Article
================================

Spring is right around the corner and that means so is spring cleaning. While this time of year usually evokes thoughts of organizing closets, it is also the ideal time for those in the throes of divorce or recently divorced to organize their estate and financial plans. Leverage March’s spring cleaning theme to embark on a financial spring cleaning!

Here are seven key steps for you to consider to keep your wealth plans in order. You should:

1. Review your will for how your property passes and your executor & trustee choices. Is your will up to date in light of your divorce? Are the people or institutions named to serve as executor and trustee in your will the best choice for your family right now? While some planning might have to wait until the divorce decree is final, wills generally can and should be updated while divorce is pending to leave a soon-to-ex-spouse the minimum required under your state’s laws or prior agreement.

2. Update your power of attorney, health care proxy, and living will. Is your ex-spouse or soon to be ex-spouse designated to make important health care and financial decisions for you? These documents generally can and should be updated while divorce is pending. Consider who you may want to entrust to act in those important roles.

================================

Data shown
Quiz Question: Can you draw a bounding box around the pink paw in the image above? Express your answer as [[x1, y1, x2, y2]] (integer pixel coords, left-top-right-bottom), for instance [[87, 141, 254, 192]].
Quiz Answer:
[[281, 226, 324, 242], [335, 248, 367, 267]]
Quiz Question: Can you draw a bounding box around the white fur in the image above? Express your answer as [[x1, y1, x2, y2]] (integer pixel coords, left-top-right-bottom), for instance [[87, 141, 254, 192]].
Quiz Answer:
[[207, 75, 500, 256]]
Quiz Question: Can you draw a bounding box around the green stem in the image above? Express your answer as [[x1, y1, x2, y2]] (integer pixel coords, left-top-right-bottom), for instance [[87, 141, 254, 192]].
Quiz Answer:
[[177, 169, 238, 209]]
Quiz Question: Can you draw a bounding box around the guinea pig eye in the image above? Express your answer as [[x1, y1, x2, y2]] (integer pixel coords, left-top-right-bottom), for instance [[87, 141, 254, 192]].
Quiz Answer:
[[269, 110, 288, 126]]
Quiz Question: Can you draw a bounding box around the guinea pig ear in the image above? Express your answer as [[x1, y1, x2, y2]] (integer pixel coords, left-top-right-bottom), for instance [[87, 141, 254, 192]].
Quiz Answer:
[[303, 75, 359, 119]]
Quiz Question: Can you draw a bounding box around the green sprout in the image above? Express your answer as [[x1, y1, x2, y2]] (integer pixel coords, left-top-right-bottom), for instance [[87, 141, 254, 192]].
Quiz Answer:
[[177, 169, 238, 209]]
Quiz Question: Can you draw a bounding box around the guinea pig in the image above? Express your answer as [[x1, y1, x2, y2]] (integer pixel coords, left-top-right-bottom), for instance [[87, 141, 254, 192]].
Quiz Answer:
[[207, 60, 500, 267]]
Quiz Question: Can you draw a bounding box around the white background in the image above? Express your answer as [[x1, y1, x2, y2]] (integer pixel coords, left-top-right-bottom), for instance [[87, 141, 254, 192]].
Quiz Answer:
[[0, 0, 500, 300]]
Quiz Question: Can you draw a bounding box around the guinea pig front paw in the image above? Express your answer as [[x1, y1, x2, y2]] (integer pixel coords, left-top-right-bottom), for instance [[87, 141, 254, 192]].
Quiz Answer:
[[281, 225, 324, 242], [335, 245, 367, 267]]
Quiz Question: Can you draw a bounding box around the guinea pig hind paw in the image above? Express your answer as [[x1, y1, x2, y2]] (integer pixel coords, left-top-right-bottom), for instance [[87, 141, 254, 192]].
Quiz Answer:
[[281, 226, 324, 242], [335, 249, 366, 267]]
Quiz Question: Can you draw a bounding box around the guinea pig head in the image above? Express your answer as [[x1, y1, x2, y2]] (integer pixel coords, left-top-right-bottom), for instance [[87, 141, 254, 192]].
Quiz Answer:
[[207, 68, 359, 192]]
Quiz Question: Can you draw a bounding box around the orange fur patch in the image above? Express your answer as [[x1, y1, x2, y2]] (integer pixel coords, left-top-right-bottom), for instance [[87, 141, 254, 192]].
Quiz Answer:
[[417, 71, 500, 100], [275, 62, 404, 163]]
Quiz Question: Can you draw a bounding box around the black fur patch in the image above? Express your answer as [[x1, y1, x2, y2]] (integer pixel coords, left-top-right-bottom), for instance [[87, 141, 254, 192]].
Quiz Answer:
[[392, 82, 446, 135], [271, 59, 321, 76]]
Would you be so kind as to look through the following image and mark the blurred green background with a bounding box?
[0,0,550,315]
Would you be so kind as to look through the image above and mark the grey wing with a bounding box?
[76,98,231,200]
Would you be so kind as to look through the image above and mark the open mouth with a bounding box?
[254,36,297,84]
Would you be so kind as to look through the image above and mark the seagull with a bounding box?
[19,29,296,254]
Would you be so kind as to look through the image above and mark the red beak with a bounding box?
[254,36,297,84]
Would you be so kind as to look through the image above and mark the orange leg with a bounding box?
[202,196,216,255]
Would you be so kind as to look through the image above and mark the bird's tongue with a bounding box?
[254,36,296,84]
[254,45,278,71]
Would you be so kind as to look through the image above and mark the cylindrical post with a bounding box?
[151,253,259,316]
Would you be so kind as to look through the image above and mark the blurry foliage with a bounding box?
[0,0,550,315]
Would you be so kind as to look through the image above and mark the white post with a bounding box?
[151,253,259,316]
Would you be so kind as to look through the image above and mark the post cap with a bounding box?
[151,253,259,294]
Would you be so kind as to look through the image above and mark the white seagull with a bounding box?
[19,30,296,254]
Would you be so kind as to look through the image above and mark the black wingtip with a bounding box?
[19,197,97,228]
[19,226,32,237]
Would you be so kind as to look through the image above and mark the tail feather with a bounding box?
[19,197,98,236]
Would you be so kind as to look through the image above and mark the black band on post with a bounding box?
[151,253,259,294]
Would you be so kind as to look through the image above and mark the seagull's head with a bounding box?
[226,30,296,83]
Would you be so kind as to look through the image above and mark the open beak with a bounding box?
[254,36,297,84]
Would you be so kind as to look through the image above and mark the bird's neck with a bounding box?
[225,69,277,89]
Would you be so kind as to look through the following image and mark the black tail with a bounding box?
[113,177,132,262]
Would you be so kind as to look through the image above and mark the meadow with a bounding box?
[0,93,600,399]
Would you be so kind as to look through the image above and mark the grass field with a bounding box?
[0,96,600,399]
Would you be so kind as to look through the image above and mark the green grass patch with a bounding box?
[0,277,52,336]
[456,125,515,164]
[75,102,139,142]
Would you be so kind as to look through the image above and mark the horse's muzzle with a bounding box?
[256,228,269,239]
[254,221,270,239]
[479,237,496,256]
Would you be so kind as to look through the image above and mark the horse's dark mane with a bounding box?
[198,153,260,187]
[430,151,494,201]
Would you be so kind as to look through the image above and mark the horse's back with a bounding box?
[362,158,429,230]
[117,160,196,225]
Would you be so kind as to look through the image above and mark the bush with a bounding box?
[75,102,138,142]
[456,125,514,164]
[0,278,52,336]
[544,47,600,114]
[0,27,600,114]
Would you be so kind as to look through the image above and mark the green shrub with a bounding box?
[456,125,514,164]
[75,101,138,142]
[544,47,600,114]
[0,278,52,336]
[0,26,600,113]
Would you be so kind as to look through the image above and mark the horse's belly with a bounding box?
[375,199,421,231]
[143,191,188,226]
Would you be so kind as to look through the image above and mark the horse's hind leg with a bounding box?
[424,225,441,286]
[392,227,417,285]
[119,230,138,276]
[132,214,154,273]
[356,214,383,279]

================================

Exercise requirements
• a. Repeat word for word the passage from the article on financial spring cleaning after divorce, starting with "1. Review your will" and going on through "or prior agreement.".
• b. Carry on the article on financial spring cleaning after divorce from the point where it stops.

Answers by task
• a.
1. Review your will for how your property passes and your executor & trustee choices. Is your will up to date in light of your divorce? Are the people or institutions named to serve as executor and trustee in your will the best choice for your family right now? While some planning might have to wait until the divorce decree is final, wills generally can and should be updated while divorce is pending to leave a soon-to-ex-spouse the minimum required under your state’s laws or prior agreement.

• b.
3. Be sure of proper titling of assets. This one often gets missed. You may have updated your will, but are your assets titled consistently with your new plan? Certain accounts pass outside a will, so it’s important that accounts are titled consistently with the new plan.

4. Confirm beneficiary designations. For assets like retirement accounts and life insurance, do you have the right beneficiaries named? These assets also pass outside of your will, so while you may have updated your will, it is important to revisit beneficiary designations to make sure those designations dovetail with your new plan.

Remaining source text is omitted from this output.